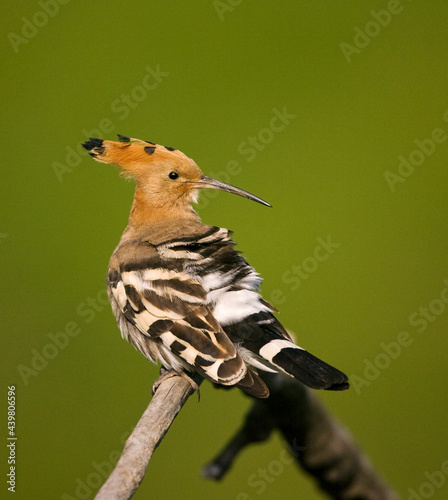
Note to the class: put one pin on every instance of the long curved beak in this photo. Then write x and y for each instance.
(208, 182)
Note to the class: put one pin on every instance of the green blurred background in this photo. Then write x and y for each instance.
(216, 74)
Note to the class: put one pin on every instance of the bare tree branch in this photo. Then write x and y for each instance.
(171, 395)
(321, 446)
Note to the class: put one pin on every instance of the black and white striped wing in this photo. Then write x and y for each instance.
(168, 307)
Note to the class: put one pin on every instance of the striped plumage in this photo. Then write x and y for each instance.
(180, 291)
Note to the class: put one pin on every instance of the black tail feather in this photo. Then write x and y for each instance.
(310, 370)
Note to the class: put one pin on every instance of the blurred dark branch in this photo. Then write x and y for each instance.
(171, 395)
(320, 445)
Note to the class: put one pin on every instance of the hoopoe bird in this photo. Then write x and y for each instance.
(181, 293)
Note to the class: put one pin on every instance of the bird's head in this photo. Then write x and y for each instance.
(167, 180)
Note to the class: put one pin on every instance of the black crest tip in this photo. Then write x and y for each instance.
(92, 143)
(123, 138)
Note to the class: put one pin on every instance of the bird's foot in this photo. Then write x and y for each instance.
(166, 374)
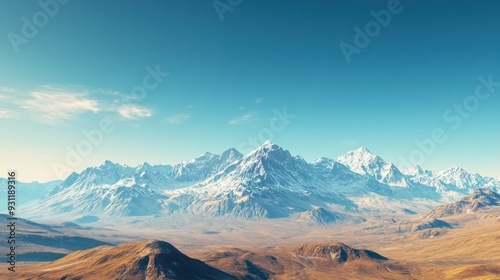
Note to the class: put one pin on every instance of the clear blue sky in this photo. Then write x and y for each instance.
(227, 79)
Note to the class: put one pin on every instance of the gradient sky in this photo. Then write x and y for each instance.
(227, 78)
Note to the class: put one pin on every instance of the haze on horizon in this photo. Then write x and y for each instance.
(176, 82)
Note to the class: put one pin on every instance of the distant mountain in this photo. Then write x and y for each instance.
(321, 216)
(418, 225)
(452, 183)
(137, 260)
(27, 192)
(479, 199)
(268, 182)
(363, 162)
(204, 166)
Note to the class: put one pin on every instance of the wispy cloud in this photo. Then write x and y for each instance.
(8, 90)
(6, 114)
(58, 106)
(178, 118)
(244, 119)
(134, 112)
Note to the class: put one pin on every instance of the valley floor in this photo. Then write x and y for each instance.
(471, 250)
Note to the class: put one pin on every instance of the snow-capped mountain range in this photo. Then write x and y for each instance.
(266, 183)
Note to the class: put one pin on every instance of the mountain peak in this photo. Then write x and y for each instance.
(363, 162)
(363, 150)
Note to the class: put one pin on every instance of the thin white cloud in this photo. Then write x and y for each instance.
(244, 119)
(178, 118)
(134, 112)
(58, 106)
(6, 114)
(8, 90)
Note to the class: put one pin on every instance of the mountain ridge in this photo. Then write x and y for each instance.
(268, 182)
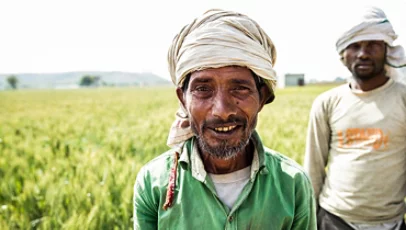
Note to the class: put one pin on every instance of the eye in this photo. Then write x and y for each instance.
(354, 46)
(241, 88)
(202, 88)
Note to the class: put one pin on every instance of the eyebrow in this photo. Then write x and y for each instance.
(242, 81)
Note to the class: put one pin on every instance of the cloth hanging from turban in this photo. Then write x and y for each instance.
(217, 39)
(374, 25)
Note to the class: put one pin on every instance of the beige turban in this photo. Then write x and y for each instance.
(217, 39)
(374, 25)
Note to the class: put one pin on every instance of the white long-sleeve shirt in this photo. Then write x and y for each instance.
(356, 152)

**INSTRUCTIONS FOR THE TASK:**
Type the entries again verbatim. Any pictures should be skipped.

**RESPONSE AREA:**
Note to the class: put one pin on every instance of the long curved beak in this photo. Then write x and y for each instance.
(208, 182)
Note to the class: put one pin on every instance of the green blurred background in this photo. Then write x and y for each instance.
(216, 74)
Note to the class: put one pin on every instance of the bare tree branch in this photo. Then write x and y for each instance.
(171, 395)
(321, 446)
Note to the class: put one pin on every instance of the black and white striped wing in this photo. Then write x and y for each instance.
(168, 307)
Note to the class: put one pin on every instance of the striped plumage in this photo. Then write x and y for each instance.
(180, 291)
Note to the class: put one pin on every instance of the black tail feather in this photo. Then write x and y for each instance.
(310, 370)
Note to the class: put one pin on every instance of the blurred dark branch in this photo. Then write x and y for each instance.
(171, 395)
(320, 445)
Note to the class: put one pin on every instance of the hoopoe bird in this photo. Then write x and y for each instance.
(181, 293)
Note to the class: put one pin on every instance of the bird's head in this photo. Then write x and y for each instance.
(167, 180)
Note to the class: put one pin on every instance of the black crest tip in this photo. Then write x and y for each instance.
(92, 143)
(123, 138)
Note to the class: put one pin on every instance of the bird's foot in this photo. Then write x and y for each instance.
(166, 374)
Note to the class: put one pin on every instance of the clear blue sky in this photo. Then write x and y for each instance.
(227, 79)
Note to the class: put one pin on every instance of the gradient sky in this photo. Then write x and y for each instance.
(227, 78)
Note to the class: put one pin on every instance of the haze on horizon in this photo. Then write x and y for each instance.
(176, 82)
Note to the class: put one pin on every instance of the distant mountain in this photo. Then write x and y for each instance.
(321, 216)
(418, 225)
(452, 183)
(137, 260)
(27, 192)
(479, 199)
(268, 182)
(363, 162)
(204, 166)
Note to the class: put one pin on every instance of the wispy cloud in this photo. Then write x and y for each instance.
(8, 90)
(6, 114)
(58, 106)
(178, 118)
(244, 119)
(134, 112)
Note to the class: put one pin on every instance of the valley floor in this photo. Then write x and y for each instance.
(471, 250)
Note to the class: put one pin on every instance of the snow-capped mountain range in this photo. Then write x and y for each instance.
(266, 183)
Note to the class: put one pin on every instance of the mountain peak in this photo. Then write x and y for each instance.
(363, 162)
(363, 150)
Note to the class: put one pin on every instance of the thin white cloud in this photo. Then write x and y for each instance.
(244, 119)
(178, 118)
(134, 112)
(58, 106)
(6, 114)
(8, 90)
Note to the class: put one pin on every instance of the mountain ridge in this photo. Then write x and y for each instance.
(268, 182)
Note to the class: put one pin on every instance of the eye in this photo. Then write x and y for each instance.
(354, 46)
(241, 88)
(202, 88)
Note to the class: put one pin on every instance of the eyebrow in this photo. Then write x and y for each instance.
(242, 81)
Note to the class: put one pin on every instance of the cloth hanging from turban in this photo. Then write x and y for each instance.
(217, 39)
(374, 25)
Note to the class: put one pin on every instance of the beige turban in this photo. Then write x and y for each instance.
(217, 39)
(374, 25)
Note to the class: put one pin on every instance of the white long-sleeve shirt in this photo. Then write x and y for each instance.
(356, 152)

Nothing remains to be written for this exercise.